Data provided |

+ + +

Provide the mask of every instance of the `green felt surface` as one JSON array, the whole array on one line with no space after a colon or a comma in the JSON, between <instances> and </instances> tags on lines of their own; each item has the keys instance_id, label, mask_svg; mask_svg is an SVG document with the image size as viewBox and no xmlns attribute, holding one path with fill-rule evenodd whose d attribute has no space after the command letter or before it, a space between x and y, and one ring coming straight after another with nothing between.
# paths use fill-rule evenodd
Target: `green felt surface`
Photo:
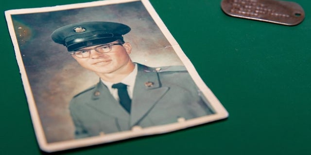
<instances>
[{"instance_id":1,"label":"green felt surface","mask_svg":"<svg viewBox=\"0 0 311 155\"><path fill-rule=\"evenodd\" d=\"M229 16L220 0L150 0L228 119L61 155L310 155L311 1L287 26ZM4 11L91 1L8 0L0 61L0 154L44 154L37 145Z\"/></svg>"}]
</instances>

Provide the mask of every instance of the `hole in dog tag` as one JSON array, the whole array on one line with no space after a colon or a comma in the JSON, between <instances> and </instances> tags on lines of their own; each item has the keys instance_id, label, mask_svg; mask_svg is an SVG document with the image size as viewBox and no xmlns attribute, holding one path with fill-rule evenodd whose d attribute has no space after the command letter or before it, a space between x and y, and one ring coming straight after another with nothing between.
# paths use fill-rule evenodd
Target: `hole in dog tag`
<instances>
[{"instance_id":1,"label":"hole in dog tag","mask_svg":"<svg viewBox=\"0 0 311 155\"><path fill-rule=\"evenodd\" d=\"M298 4L276 0L223 0L223 11L237 17L286 25L295 25L305 18Z\"/></svg>"}]
</instances>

+ + +

Repeat each record exactly as shown above, dropping all images.

Exercise response |
Provide the mask of every instance of the `green felt surface` as one JSON array, the whole array on one line with no space after a colon or a comma in the JSON, between <instances> and </instances> tags on lines of their own; each item has the keys instance_id, label, mask_svg; mask_svg is an SVG document with the image size as viewBox and no xmlns attribute, holding one path with fill-rule evenodd whose d attribute has no space after the command letter or before it, a space between x and y, and one ring coming straight after another with nothing between.
# paths use fill-rule evenodd
Target: `green felt surface`
Photo:
<instances>
[{"instance_id":1,"label":"green felt surface","mask_svg":"<svg viewBox=\"0 0 311 155\"><path fill-rule=\"evenodd\" d=\"M229 16L220 0L150 0L228 119L61 155L310 155L311 1L287 26ZM4 11L91 1L8 0L0 61L0 154L44 154L37 145Z\"/></svg>"}]
</instances>

Provide the mask of every instance of the `hole in dog tag` as one JSON array, the whole array on one line with no space after a colon or a comma in the JSON, between <instances> and </instances> tags on lines of their own; each item has the keys instance_id, label, mask_svg; mask_svg is an SVG document with the image size as viewBox and no xmlns attribute, holding one path with fill-rule evenodd whose d attribute has no space after the command letter or before it, a space between x and y, and one ring coming straight after another with nothing between.
# paths use fill-rule evenodd
Target: `hole in dog tag`
<instances>
[{"instance_id":1,"label":"hole in dog tag","mask_svg":"<svg viewBox=\"0 0 311 155\"><path fill-rule=\"evenodd\" d=\"M298 4L276 0L223 0L223 11L237 17L286 25L295 25L305 18Z\"/></svg>"}]
</instances>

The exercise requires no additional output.